> Extracted records
* Begin *

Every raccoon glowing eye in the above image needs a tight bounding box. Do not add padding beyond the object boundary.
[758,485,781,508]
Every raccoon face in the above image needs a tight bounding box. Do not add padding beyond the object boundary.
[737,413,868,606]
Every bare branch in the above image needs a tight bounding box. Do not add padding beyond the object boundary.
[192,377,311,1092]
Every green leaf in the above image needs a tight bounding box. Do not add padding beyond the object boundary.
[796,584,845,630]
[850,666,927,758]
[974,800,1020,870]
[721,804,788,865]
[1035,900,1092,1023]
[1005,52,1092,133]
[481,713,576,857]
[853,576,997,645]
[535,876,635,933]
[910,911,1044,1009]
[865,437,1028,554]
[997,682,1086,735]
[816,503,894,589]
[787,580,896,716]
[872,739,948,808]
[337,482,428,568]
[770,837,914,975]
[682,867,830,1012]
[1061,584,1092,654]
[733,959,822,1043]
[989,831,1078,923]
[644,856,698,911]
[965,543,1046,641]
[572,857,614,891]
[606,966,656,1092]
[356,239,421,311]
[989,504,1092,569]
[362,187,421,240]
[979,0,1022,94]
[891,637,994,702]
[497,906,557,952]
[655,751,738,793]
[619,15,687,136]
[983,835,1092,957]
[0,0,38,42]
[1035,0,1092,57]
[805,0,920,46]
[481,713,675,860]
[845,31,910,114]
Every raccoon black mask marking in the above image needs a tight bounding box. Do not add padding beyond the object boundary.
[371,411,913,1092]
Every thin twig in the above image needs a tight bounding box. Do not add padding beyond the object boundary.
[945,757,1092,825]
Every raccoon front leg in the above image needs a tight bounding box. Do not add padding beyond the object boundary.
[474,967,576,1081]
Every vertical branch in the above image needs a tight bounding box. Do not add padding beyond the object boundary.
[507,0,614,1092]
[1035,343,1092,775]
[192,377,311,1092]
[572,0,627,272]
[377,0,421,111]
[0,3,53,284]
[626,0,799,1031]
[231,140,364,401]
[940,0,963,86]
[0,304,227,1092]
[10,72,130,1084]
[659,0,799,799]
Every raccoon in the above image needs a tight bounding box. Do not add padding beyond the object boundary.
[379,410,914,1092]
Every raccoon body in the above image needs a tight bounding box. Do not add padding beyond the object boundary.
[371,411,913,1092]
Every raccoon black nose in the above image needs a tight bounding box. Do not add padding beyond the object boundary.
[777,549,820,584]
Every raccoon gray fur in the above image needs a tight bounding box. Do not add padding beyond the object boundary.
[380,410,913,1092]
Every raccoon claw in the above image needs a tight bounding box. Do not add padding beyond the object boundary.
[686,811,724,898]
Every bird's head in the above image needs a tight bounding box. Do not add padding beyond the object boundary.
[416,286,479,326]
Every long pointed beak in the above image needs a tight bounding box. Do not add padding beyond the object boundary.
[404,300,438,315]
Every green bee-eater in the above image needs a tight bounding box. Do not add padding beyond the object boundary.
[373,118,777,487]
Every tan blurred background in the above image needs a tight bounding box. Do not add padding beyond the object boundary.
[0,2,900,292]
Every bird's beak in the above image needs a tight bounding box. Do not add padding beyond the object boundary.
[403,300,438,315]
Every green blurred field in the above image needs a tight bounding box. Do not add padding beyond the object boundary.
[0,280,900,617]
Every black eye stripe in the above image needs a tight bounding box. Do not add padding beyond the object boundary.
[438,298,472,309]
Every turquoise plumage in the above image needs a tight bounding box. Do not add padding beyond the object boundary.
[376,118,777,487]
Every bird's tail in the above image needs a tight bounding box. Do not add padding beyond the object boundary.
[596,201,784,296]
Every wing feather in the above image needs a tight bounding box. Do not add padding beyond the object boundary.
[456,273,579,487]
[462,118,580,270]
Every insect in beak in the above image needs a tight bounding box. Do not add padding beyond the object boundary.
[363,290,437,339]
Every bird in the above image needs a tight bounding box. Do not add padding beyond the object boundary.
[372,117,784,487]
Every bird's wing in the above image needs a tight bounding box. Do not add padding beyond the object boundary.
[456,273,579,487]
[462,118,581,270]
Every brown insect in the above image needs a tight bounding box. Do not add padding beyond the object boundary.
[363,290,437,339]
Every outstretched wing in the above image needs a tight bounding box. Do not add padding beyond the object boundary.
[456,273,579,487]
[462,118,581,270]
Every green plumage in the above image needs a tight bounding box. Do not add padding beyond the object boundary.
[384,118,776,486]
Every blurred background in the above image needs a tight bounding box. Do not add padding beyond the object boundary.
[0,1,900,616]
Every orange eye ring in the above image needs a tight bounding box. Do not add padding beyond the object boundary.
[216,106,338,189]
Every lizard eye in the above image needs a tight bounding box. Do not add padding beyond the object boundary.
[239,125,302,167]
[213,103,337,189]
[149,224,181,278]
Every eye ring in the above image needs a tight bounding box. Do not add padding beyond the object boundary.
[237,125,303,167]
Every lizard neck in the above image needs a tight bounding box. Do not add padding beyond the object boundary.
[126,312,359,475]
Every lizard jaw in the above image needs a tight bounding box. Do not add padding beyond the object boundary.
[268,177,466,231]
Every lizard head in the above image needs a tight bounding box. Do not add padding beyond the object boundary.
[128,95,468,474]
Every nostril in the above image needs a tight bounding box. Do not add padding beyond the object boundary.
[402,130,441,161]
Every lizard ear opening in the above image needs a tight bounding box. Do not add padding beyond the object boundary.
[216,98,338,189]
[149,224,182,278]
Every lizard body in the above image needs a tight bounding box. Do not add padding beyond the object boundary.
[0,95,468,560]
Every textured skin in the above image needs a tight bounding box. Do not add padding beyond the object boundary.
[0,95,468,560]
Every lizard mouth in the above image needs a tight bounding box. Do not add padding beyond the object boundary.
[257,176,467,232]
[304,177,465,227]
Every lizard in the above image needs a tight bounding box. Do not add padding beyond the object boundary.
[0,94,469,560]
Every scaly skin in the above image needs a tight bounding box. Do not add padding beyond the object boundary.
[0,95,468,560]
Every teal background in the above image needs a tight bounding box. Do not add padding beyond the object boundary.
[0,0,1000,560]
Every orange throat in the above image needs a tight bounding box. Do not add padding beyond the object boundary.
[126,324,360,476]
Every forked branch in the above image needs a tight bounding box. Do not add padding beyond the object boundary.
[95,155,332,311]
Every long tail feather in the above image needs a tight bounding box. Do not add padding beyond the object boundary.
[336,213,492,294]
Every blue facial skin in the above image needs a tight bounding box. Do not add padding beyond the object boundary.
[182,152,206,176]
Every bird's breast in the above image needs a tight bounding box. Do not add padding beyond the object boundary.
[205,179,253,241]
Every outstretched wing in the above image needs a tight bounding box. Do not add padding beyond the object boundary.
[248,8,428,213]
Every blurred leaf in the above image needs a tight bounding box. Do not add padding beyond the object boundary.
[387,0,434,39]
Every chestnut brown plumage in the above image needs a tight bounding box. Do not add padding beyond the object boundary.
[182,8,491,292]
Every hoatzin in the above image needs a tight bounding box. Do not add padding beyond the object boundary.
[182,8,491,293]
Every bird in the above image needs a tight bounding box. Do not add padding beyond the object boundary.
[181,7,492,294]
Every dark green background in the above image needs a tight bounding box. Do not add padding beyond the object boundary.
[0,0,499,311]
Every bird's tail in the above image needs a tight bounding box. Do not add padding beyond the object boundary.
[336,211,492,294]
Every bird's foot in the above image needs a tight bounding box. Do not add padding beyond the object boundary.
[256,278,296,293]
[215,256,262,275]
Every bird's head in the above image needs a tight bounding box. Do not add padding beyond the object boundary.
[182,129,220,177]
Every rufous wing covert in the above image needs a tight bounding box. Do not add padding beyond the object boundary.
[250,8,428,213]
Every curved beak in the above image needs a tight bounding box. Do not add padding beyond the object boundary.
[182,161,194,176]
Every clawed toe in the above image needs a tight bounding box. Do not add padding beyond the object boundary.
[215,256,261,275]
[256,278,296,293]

* End *

> Stated problem
Reproduce all of the rows above verbatim, in their original order and without changing any line.

> Written answer
Every raccoon glowing eye in the above image needs a tight bounding box. Do not add padding beyond the object boundary.
[758,485,781,508]
Every raccoon face in the above image needs a tight bounding box. Do not add padding beyond the object boundary.
[737,413,868,606]
Every bare branch in the above image needs a tight bounding box. Do not add padding beyond the object boundary.
[192,377,311,1092]
Every green leaf in the above image needs a tight bounding box. Do not add padding beyond the object boundary.
[796,584,845,630]
[850,666,927,758]
[974,800,1020,870]
[721,804,788,865]
[1035,900,1092,1023]
[1005,52,1092,133]
[481,713,576,857]
[853,576,997,645]
[535,876,635,933]
[910,911,1044,1009]
[865,437,1028,554]
[997,682,1086,735]
[816,503,894,589]
[787,580,896,716]
[872,739,948,808]
[337,482,428,568]
[770,837,914,975]
[682,867,830,1012]
[1061,584,1092,654]
[733,959,822,1043]
[989,831,1078,923]
[644,856,698,911]
[965,543,1046,641]
[572,857,614,891]
[606,966,656,1092]
[356,239,421,311]
[989,504,1092,569]
[362,187,421,240]
[979,0,1022,94]
[891,637,994,702]
[497,906,557,952]
[655,751,738,793]
[619,15,687,136]
[983,835,1092,957]
[0,0,38,42]
[1035,0,1092,57]
[805,0,920,46]
[481,713,675,860]
[845,31,910,114]
Every raccoon black mask marking in the above image needs a tight bounding box. Do not add padding beyond the object boundary.
[371,411,913,1092]
Every thin twig in the above image needs a tight bounding box. Do not add padding beyond the object boundary.
[945,757,1092,825]
Every raccoon front leg in the above image needs a tight bounding box. Do not add padding beyond the object boundary.
[474,967,576,1081]
Every vertical branch in the above image needs a tight bounding box. Do not add padding beyond the object boundary.
[507,0,614,1092]
[1035,343,1092,775]
[192,377,311,1092]
[572,0,627,272]
[377,0,421,111]
[0,3,53,284]
[626,0,799,1031]
[231,140,364,401]
[940,0,963,86]
[0,304,227,1092]
[10,72,130,1084]
[659,0,799,799]
Every raccoon in the above image needs a tight bounding box. Do not add padding beyond the object boundary.
[379,410,914,1092]
Every raccoon body in the above image needs a tight bounding box. Do not add padding beyond the object boundary.
[371,411,913,1092]
Every raccoon black nose in the above image needs a tight bounding box. Do not add padding beyond the object boundary.
[777,549,820,584]
Every raccoon gray fur in the above image needs a tight bounding box. Do not add padding beyond the object boundary.
[380,410,913,1092]
Every raccoon claw in the above image needs a tight bounding box. Do not add padding beyond the object boundary.
[686,811,724,898]
Every bird's head in the above image needs a tight bounding box. Do not add padding beyond the object boundary.
[416,286,479,326]
Every long pointed beak in the above image needs a tight bounding box. Do not add padding beyond the object boundary.
[404,300,438,315]
Every green bee-eater in the above image needs a tight bounding box. Do not add padding beyond the object boundary.
[373,118,777,487]
Every tan blurred background in the above image needs a tight bounding box. Do not add padding beyond the object boundary.
[0,2,900,292]
Every bird's beak in the above image needs a tight bounding box. Do not add padding beyond the object boundary.
[403,300,438,315]
Every green blurred field in the above image needs a tight bounding box. Do not add padding beyond the object boundary.
[0,280,900,617]
Every black eye stripe in the above image needs a tight bounding box. Do not add padding beyond the object boundary.
[438,298,472,309]
Every turquoise plumage in the above image needs a tight bounding box. Do not add padding beyond the object boundary.
[376,118,777,487]
Every bird's tail in the above image needs a tight bounding box. Do not add padding beyond the object boundary.
[596,201,784,296]
Every wing feather in the above image needs a tight bounding box. Do not add padding beyond the object boundary.
[456,273,579,487]
[462,118,580,270]
Every insect in beak in the above image needs a tight bounding box. Do not add padding beyond the object boundary.
[363,290,437,339]
Every bird in the above image needs a tight bounding box. Do not add padding beyond the object boundary.
[372,117,784,487]
Every bird's wing in the above image needs a tight bounding box. Do not add padding beyond the object boundary.
[456,273,579,487]
[462,118,581,270]
Every brown insect in the above image needs a tight bounding box. Do not add padding beyond the object boundary.
[363,290,437,339]
Every outstretched wing in the above image needs a tight bounding box. Do not add padding beyond the object boundary.
[456,273,579,487]
[462,118,581,270]
Every green plumage in the above image needs a tight bounding box. Do not add padding beyond the object boundary.
[384,118,776,486]
Every blurred background in the above image needs a tight bounding box. Do not add padding beyond the object boundary.
[0,1,900,616]
Every orange eye ring in the above image needs a tight bounding box. Do not add padding beyond the object boundary.
[216,106,338,189]
Every lizard eye in the above image needs a tight bounding box. Do not add padding beyond the object boundary.
[239,125,302,167]
[213,103,337,189]
[149,224,181,278]
Every eye ring in the above image needs a tight bounding box. Do not add padding beyond the object boundary.
[237,125,303,167]
Every lizard neck in the above image needs a tight bounding box. Do not add padding beyond the object boundary.
[126,312,359,475]
Every lizard jaw in the above image needs a tight bounding box. Do not add padding beyond the object boundary.
[268,177,466,231]
Every lizard head in the above image needs a tight bounding box. Do not add padding beyond the object boundary.
[128,95,468,474]
Every nostril in the above image needs a tight bounding box. Do not add padding beyond the object boundary.
[402,130,441,161]
Every lizard ear opening in the above image needs a tight bounding box. Do not add padding beyond the object boundary.
[216,98,338,189]
[149,224,182,278]
Every lizard body in the above image needs a tight bounding box. Do not add padding beyond the object boundary.
[0,95,468,560]
Every textured skin in the above image needs a tight bounding box. Do not add padding beyond the object boundary.
[0,95,468,560]
Every lizard mouth in the above image needs a tight bounding box. Do not add padding beyond the object boundary.
[257,176,467,232]
[304,177,465,227]
Every lizard in the above image needs a tight bounding box. Do not add padding beyond the object boundary.
[0,94,469,560]
Every scaly skin in the above image needs a tight bounding box. Do not add padding beyond the object boundary.
[0,95,468,560]
Every teal background in the above image needs a tight bounding box. Do not add padding beyond the object boundary.
[0,0,1000,560]
Every orange throat in the above image needs a tight bounding box. Do not add padding beyond the object boundary.
[126,324,360,476]
Every forked branch in the above image needs a tight bounding box. Do not add padding beyond the object boundary.
[95,155,332,311]
Every long tail feather in the above image needs a tight bounding box. Do not add padding beyond the object boundary.
[336,213,492,294]
Every blue facial skin in the above image needs a tight bounding box. Do not add padding beyond the object boundary.
[182,152,206,176]
Every bird's breast in the above image needs a tight bounding box. Do not add padding beyond the object boundary.
[205,179,253,241]
Every outstretched wing in the above image needs a tight bounding box. Do not add padding beyond the object boundary.
[248,8,428,213]
Every blurred leaf in the above image needs a tight bounding box. Do not add padding beyond the object boundary.
[387,0,434,39]
Every chestnut brown plumage in the above image needs a tight bounding box. Do not add padding beyond the object boundary.
[182,8,491,292]
Every hoatzin in the above image needs a tight bounding box. Do not add padding beyond the object boundary.
[182,8,491,293]
Every bird in the above image needs a tight bounding box. Do not add padding beyond the object boundary.
[181,7,492,294]
Every dark green background in the above image needs a tight bounding box. Do not add padding beyond the object boundary.
[0,0,499,311]
Every bird's tail in the above image needs a tight bounding box. Do not add padding beyond the object boundary.
[336,211,492,294]
Every bird's foot in the above image needs a tight bounding box. Do not add padding beyond the object boundary.
[256,278,296,293]
[215,256,262,275]
Every bird's head in the above image needs a tight bounding box. Do not add padding beyond the object boundary.
[182,129,220,177]
Every rufous wing covert in the above image needs a tight bounding box. Do not add padding beyond the object boundary.
[250,8,428,213]
Every curved beak in the above image needs a tight bounding box. Do not add padding beyond the object boundary.
[182,161,194,176]
Every clawed toe in the above image needs a tight bounding box. Do not add padding beyond the object boundary.
[215,256,261,275]
[256,278,296,293]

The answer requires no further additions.